During the siege of silence, my host located a letter buried among the dinner plates, and read it while he ate, like a gentleman perusing his breakfast newspaper. Presently, remembering me, he remarked, "From a friend of mine. He's making a documentary, the life of James Dean. He wants me to do the narration. I think I might." He tossed the letter aside and pulled his apple pie, topped with a scoop of vanilla ice cream, toward him. "Maybe not, though. I get excited about something, but it never lasts more than seven minutes. Seven minutes exactly. That's my limit. I never know why I get up in the morning." Finishing his pie, he gazed speculatively at my portion; I passed it to him. "But I'm really considering this Dean thing. It could be important."
James Dean, the young motion-picture actor killed in a car accident in 1955, was promoted throughout his phosphorescent career as the All-American "mixed-up kid," the symbol of misunderstood hot-rodding youth with a switch-blade approach to life's little problems. When he died, an expensive film in which he had starred, Giant, had yet to be released, and the picture's press agents, seeking to offset any ill effects that Dean's demise might have on the commercial prospects of their product, succeeded by "glamorizing" the tragedy, and, in ironic consequence, created a Dean legend of rather necrophilic appeal. Though Brando was seven years older than Dean, and professionally more secure, the two actors came to be associated in the collective movie-fan mind. Many critics reviewing Dean's first film, East of Eden, remarked on the well-nigh plagiaristic resemblance between his acting mannerisms and Brando's. Offscreen, too, Dean appeared to be practicing the sincerest form of flattery; like Brando, he tore around on motorcycles, played bongo drums, dressed the role of rowdy, spouted an intellectual rigmarole, cultivated a cranky, colorful newspaper personality that mingled, to a skillfully potent degree, plain bad boy and sensitive sphinx.

#### [Material provided]
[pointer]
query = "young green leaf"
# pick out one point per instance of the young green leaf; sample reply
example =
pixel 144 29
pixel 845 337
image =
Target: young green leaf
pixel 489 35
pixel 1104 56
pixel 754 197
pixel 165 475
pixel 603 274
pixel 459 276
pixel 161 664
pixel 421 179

#### [To do]
A: List every offscreen habit the James Dean passage gives as a way Dean resembled Brando.
B: Write the next part of the James Dean passage, picking up after its final sentence.

#### [Exercise results]
A:
- Tearing around on motorcycles
- Playing bongo drums
- Dressing the role of rowdy
- Spouting an intellectual rigmarole
- Cultivating a cranky, colorful newspaper personality that mingled plain bad boy and sensitive sphinx

B:
"No, Dean was never a friend of mine," said Brando, in response to a question that he seemed surprised to have been asked. "That's not why I may do the narration job. I hardly knew him. But he had an idee fixe about me. Whatever I did he did. He was always trying to get close to me. He used to call up." Brando lifted an imaginary telephone, put it to his ear with a cunning, eavesdropper's smile. "I'd listen to him talking to the answering service, asking for me, leaving messages. But I never spoke up. I never called him back. No, when I -"
The scene was interrupted
by the ringing of a real telephone. "Yeah?" he said, picking it up.
"Speaking. From where? ... Manila? ... Well, I don't
know anybody in Manila. Tell them I'm not here. No, when I
finally met Dean," he said, hanging up, "it was at a party. Where
he was throwing himself around, acting the madman. So I spoke to
him. I took him aside and asked him didn't he know he was sick?
That he needed help?" The memory evoked an intensified version of
Brando's familiar look of enlightened compassion. "He listened to
me. He knew he was sick. I gave him the name of an analyst,
and he went. And at least his work improved. Toward
the end, I think he was beginning to find his own way as an actor.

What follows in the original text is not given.